Your tasks:
A) Please duplicate the part of the Pagebreaks study notice that begins at the words "Participate in Research" and stops after "appreciate your insight!".
B) Pick up the Pagebreaks study notice after its final sentence and keep writing it.

Participate in Research

My name is Eric Rawn. I’m a PhD student at UC Berkeley. To build the best system we can (and do some research along the way), we’re evaluating how our extension aids how real users program, and so we’re running a 4-6 week study with folks who use Jupyter notebooks regularly in their everyday programming. We're especially interested in how Pagebreaks might help data science programmers, so if that's you, we would really appreciate your insight!

The extension will log some usage data locally on your machine, which you'll send to me at the end of the study. We'll then spend about an hour chatting about your experience, the kind of work you do daily, how you use notebooks, and any other thoughts or feedback you have. Participants will be compensated for their time spent interviewing, at $30/hour, so expect $60-$90 overall. The consent form has detailed information about the study if you’re interested. I care a lot about protecting the privacy of my participants, and so a lot of the consent form (and our first chat together at the beginning of the study) is dedicated to explaining exactly what data will be collected, how it will be used, and addressing any questions or concerns.

Stored data:
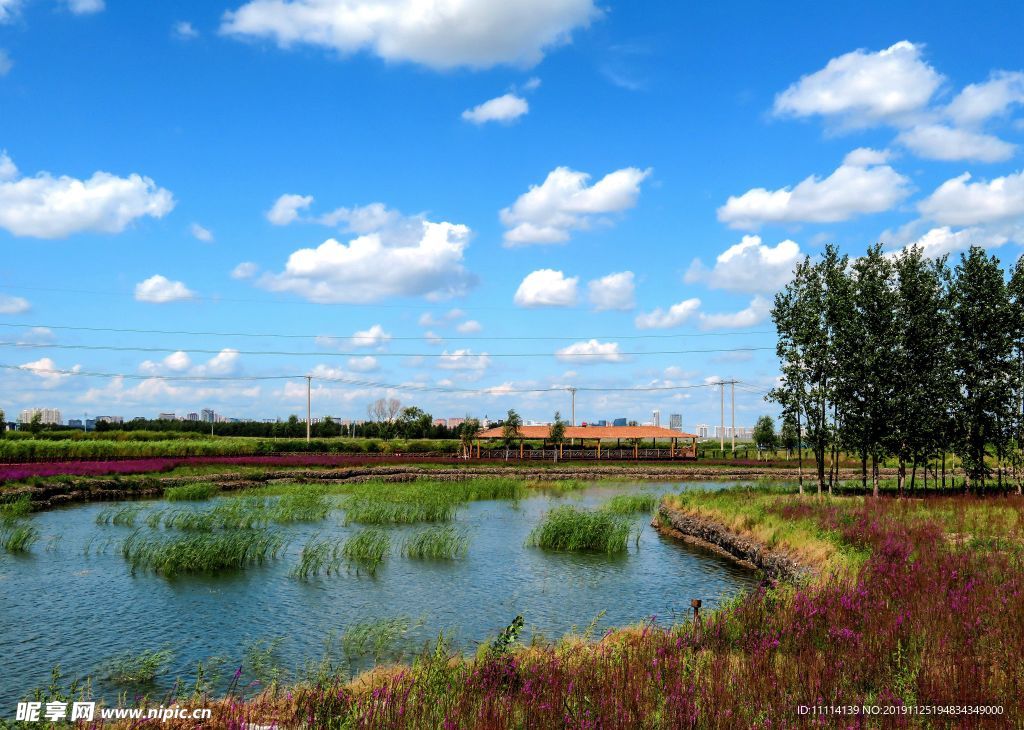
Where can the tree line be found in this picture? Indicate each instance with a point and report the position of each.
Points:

Task-by-task answers:
A)
Participate in Research

My name is Eric Rawn. I’m a PhD student at UC Berkeley. To build the best system we can (and do some research along the way), we’re evaluating how our extension aids how real users program, and so we’re running a 4-6 week study with folks who use Jupyter notebooks regularly in their everyday programming. We're especially interested in how Pagebreaks might help data science programmers, so if that's you, we would really appreciate your insight!

B)
A full open-source release will be out on PyPi after we can incorporate what we learned from the study, but you're welcome to keep using the extension after the study if you participate and find it helps you work!

If you’re interested in participating, please fill out this interest form

If you have any questions at all, feel free to send me an email at erawn@berkeley.edu, and feel free to forward this to anyone you think might be interested! Thanks!

Install

To install the extension, execute:

python -m pip install pagebreaks

Then, open Jupyter Lab jupyter lab and open a Notebook. You should see a warning banner telling you to run %load_ext pagebreaksip, at which point the warning will disappear, and you'll be good to go. (You might have to restart the kernel and reload the webpage, just to be safe)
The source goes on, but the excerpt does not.